◆ **What is required**:
Report each line of the material below that contains the word "reflection", copying every such line in full.

◆ **Provided records**:

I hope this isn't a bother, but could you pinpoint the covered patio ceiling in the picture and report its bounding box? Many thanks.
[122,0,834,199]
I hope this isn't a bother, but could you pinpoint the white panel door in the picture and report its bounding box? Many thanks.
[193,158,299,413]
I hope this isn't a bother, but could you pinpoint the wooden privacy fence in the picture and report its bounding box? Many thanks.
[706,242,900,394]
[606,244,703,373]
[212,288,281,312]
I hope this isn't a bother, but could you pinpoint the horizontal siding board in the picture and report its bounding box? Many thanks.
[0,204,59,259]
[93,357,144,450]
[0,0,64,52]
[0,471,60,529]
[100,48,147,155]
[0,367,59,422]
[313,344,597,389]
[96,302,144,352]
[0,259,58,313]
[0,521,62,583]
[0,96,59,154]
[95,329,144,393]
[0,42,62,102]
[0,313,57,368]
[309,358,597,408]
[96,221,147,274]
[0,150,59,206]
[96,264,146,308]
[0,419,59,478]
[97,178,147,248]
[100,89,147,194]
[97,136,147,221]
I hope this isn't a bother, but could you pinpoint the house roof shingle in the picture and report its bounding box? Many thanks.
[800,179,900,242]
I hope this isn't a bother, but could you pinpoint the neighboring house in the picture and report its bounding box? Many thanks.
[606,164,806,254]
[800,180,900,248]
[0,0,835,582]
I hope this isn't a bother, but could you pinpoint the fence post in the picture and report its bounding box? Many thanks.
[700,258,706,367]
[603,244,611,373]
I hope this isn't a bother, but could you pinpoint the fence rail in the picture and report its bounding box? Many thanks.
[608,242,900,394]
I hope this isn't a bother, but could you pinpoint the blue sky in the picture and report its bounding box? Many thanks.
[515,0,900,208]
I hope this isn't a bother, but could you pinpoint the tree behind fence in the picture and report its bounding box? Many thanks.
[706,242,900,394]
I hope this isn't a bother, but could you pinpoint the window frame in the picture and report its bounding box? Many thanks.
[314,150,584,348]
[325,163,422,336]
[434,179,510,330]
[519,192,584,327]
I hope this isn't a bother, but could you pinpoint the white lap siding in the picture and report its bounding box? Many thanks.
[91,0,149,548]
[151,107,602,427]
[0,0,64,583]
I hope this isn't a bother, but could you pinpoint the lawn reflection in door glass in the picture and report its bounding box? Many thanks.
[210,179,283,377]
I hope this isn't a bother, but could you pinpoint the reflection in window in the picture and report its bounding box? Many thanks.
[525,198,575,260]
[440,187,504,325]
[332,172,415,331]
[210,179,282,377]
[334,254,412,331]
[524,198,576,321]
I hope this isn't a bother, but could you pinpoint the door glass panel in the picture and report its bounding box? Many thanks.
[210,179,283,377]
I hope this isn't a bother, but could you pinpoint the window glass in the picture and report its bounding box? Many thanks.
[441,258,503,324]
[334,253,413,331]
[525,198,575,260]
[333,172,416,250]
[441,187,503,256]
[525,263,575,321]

◆ **Written solution**:
I hope this isn't a bother, but could you pinpoint the lawn reflection in door glass in the picture and report its bounding box? Many thanks.
I hope this isn't a bother, but could you pinpoint the reflection in window in the picture and report its bounding box? Many thanks.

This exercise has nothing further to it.